_WHAT IS ASKED_
Please rewrite the material below, changing "Reviewer note" to "Annotator note" everywhere it occurs and keeping every other line the same.

_Excerpts from location labeling data_
******

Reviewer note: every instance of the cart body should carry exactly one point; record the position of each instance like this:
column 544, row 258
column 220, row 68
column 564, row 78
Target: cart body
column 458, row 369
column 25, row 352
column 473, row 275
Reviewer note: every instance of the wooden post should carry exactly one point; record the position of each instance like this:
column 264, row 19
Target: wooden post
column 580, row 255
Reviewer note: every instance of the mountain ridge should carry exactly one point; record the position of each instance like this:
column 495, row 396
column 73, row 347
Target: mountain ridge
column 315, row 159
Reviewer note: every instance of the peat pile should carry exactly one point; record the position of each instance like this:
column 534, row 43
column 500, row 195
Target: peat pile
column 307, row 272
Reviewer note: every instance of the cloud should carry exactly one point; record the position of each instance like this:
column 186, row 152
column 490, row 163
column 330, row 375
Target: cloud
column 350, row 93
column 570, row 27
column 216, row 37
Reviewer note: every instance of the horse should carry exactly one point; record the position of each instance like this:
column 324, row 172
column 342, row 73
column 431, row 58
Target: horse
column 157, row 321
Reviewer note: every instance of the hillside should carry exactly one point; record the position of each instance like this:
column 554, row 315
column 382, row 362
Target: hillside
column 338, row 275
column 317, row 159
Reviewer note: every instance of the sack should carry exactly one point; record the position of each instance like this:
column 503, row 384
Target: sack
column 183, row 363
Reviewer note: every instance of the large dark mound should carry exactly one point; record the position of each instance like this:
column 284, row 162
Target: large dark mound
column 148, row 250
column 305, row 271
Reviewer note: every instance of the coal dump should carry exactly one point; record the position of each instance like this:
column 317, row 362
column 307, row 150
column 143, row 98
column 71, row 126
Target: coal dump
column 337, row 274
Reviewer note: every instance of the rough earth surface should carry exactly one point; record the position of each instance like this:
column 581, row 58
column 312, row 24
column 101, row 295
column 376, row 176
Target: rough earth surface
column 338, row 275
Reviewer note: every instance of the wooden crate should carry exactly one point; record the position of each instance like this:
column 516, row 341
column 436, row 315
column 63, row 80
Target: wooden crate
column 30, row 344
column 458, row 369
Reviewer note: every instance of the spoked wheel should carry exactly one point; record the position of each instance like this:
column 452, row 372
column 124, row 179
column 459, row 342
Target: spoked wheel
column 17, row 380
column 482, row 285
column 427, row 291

******

_RESULT FOR THIS TASK_
Annotator note: every instance of the cart body should carry exactly one point; record the position of each instance like this:
column 544, row 258
column 220, row 68
column 564, row 78
Target: cart body
column 458, row 369
column 25, row 352
column 473, row 275
Annotator note: every instance of the wooden post should carry exactly one point; record the position of each instance like this:
column 264, row 19
Target: wooden post
column 580, row 255
Annotator note: every instance of the mountain ridge should carry exactly one point; record the position of each instance like this:
column 495, row 396
column 73, row 347
Target: mountain ridge
column 315, row 159
Annotator note: every instance of the peat pile should carry exactly one point; record the position of each instance like this:
column 534, row 43
column 500, row 195
Target: peat pile
column 307, row 272
Annotator note: every instance of the cloud should carry exactly one point; record the position of each instance like this:
column 186, row 152
column 490, row 163
column 330, row 375
Target: cloud
column 350, row 93
column 570, row 27
column 216, row 37
Annotator note: every instance of the horse should carry exactly one point; record the position of each instance like this:
column 324, row 172
column 342, row 73
column 431, row 58
Target: horse
column 157, row 321
Annotator note: every instance of the hillside should carry exactly one point; record the position of each instance like this:
column 554, row 315
column 382, row 362
Target: hillside
column 338, row 275
column 317, row 159
Annotator note: every instance of the sack should carry exactly one point; record the position of each instance like this:
column 503, row 384
Target: sack
column 183, row 363
Annotator note: every instance of the large dark mound should carry exactly one point; record the position of each instance like this:
column 284, row 162
Target: large dark mound
column 148, row 250
column 305, row 271
Annotator note: every instance of the coal dump should carry exactly one point; record the position of each instance like this:
column 317, row 362
column 307, row 150
column 143, row 98
column 71, row 126
Target: coal dump
column 337, row 274
Annotator note: every instance of the rough earth surface should carry exactly one point; record the position of each instance like this:
column 581, row 58
column 312, row 24
column 101, row 295
column 376, row 176
Target: rough earth surface
column 338, row 275
Annotator note: every instance of the wooden crate should carry exactly one point; record the position of each instance like this:
column 516, row 341
column 436, row 315
column 63, row 80
Target: wooden crate
column 30, row 344
column 458, row 369
Annotator note: every instance of the spoked wheel should carry exactly one point; record the position of each instance like this:
column 452, row 372
column 124, row 179
column 459, row 342
Target: spoked wheel
column 17, row 380
column 482, row 285
column 427, row 291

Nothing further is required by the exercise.